**Given request**: Count the lines in the records below that contain the string "taped", matching case exactly, and reply with that number alone.

**Input material**:

● ● ●

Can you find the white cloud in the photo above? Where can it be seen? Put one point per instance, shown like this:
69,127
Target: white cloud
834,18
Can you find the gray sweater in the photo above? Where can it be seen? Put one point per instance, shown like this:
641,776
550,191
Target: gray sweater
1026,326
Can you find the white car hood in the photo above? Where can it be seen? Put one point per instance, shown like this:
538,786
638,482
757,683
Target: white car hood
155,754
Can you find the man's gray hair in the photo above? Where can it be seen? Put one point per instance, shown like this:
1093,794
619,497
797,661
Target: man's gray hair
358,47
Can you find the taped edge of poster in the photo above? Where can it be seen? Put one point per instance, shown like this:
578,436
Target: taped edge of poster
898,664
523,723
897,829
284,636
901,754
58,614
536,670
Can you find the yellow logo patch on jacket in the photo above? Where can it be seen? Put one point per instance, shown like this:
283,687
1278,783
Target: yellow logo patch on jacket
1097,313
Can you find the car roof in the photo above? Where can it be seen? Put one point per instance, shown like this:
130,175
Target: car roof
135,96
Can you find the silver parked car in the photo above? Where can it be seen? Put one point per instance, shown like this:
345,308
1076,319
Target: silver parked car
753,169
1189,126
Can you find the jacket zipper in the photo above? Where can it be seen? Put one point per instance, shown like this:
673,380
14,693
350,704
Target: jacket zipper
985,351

● ● ●

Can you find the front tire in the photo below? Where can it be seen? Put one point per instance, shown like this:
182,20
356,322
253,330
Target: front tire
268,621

● ● ●

**Result of the exercise**: 2